Please change every occurrence of "farthest from its outline" in the lines below to "farthest from its edge" and leave everything else as it is.
:: RECORD EXCERPTS
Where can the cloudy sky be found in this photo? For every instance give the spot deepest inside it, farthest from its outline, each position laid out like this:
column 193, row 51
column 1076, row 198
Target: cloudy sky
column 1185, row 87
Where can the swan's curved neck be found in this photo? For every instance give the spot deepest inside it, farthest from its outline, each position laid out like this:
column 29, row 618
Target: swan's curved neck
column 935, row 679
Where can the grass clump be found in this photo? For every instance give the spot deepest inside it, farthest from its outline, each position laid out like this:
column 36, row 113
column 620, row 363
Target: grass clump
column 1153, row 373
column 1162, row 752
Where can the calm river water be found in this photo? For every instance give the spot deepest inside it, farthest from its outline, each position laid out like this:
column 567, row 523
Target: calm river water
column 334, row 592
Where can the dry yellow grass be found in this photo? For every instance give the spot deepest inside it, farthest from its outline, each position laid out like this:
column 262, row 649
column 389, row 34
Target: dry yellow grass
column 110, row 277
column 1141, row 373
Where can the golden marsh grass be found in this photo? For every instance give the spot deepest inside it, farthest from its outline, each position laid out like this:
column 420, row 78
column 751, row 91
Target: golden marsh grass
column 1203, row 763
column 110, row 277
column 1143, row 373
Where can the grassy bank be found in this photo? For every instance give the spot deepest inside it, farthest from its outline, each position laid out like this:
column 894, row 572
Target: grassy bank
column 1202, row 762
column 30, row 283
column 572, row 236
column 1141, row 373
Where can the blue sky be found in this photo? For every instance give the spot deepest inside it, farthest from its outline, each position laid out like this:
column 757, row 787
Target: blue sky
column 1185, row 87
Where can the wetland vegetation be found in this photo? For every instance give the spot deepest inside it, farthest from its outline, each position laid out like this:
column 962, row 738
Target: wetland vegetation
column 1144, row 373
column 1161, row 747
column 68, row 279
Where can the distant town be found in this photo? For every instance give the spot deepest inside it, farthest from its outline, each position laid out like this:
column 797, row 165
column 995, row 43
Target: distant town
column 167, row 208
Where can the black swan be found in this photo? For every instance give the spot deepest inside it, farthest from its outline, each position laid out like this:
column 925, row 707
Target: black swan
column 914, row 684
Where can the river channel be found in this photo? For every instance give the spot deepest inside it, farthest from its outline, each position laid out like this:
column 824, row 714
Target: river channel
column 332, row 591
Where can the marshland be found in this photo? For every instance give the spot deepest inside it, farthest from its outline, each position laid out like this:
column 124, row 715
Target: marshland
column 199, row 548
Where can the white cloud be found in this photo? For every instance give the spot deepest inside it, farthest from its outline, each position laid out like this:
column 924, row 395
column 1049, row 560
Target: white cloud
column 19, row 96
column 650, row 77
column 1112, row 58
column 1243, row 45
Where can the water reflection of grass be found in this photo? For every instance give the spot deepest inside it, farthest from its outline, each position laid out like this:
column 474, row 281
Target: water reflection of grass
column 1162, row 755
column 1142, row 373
::::
> **COMPLETED TASK**
Where can the cloudy sky be found in this photo? For every instance give the spot deepest inside it, farthest from its edge, each position laid out like this:
column 193, row 51
column 1076, row 198
Target: cloudy sky
column 1185, row 87
Where can the swan's curved neck be found in this photo? For every instance give the spot deepest inside it, farthest from its edge, each position laid out like this:
column 29, row 618
Target: swan's curved neck
column 935, row 679
Where can the grass clump be found in this photo? For every instance give the spot deepest inside it, farthest from its edge, each position laid out like this:
column 36, row 113
column 620, row 363
Target: grass clump
column 1153, row 373
column 1162, row 752
Where can the calm river water be found in this photo? For every instance give the spot deepest inside it, farthest from its edge, each position laid out like this:
column 567, row 523
Target: calm river water
column 334, row 592
Where can the dry yellow grass be found in this photo? For every instance give the spot deepest inside it, farthest from its edge, each position laid out like this:
column 262, row 649
column 389, row 34
Target: dry yellow grass
column 110, row 277
column 1141, row 373
Where can the golden marsh grass be found in this photo? For every instance give the spot deepest inside it, farthest from its edge, each position laid out like this:
column 420, row 78
column 751, row 91
Target: golden marsh grass
column 1203, row 763
column 110, row 277
column 1143, row 373
Where can the grassy bank be found in this photo? For every instance give the spot deepest inside it, farthest from its edge, each position laid out like this:
column 894, row 572
Target: grassy bank
column 1202, row 762
column 30, row 283
column 572, row 236
column 1141, row 373
Where can the blue sky be found in this photo? For every instance give the spot deepest inside it, farthest from its edge, each position laid out like this:
column 757, row 787
Target: blue sky
column 1185, row 87
Where can the wetland vegetation be found in this photo? For every instance give the spot deepest inside it, farthest from its edge, each position laid out like this:
column 962, row 738
Target: wetland vegetation
column 1144, row 373
column 1161, row 747
column 68, row 279
Where can the distant town be found in this photo? For every instance give the spot deepest inside it, farthest from its edge, each position laid out like this:
column 797, row 165
column 995, row 43
Target: distant town
column 167, row 208
Where can the black swan be found in this photo? For every instance give the spot deepest inside it, farthest from its edge, each position laid out like this:
column 925, row 707
Target: black swan
column 914, row 684
Where can the river channel be found in this photo? For every instance give the spot deepest inside it, farthest from its edge, each position laid out like this:
column 824, row 714
Target: river channel
column 332, row 591
Where can the marshland be found in this photo? For every instance give the spot deepest inside it, farthest from its edge, each position laid out like this:
column 124, row 715
Target: marshland
column 199, row 548
Where can the white cloud be found in this photo? For every instance give the spot deepest inside it, farthest from its edge, each position laid out like this:
column 924, row 395
column 1049, row 560
Target: white cloud
column 19, row 96
column 650, row 77
column 1112, row 58
column 1243, row 45
Where can the water reflection of grass be found in this photo? For every instance give the spot deepest inside it, farthest from its edge, each position laid out like this:
column 474, row 281
Target: water reflection of grass
column 1162, row 755
column 1142, row 373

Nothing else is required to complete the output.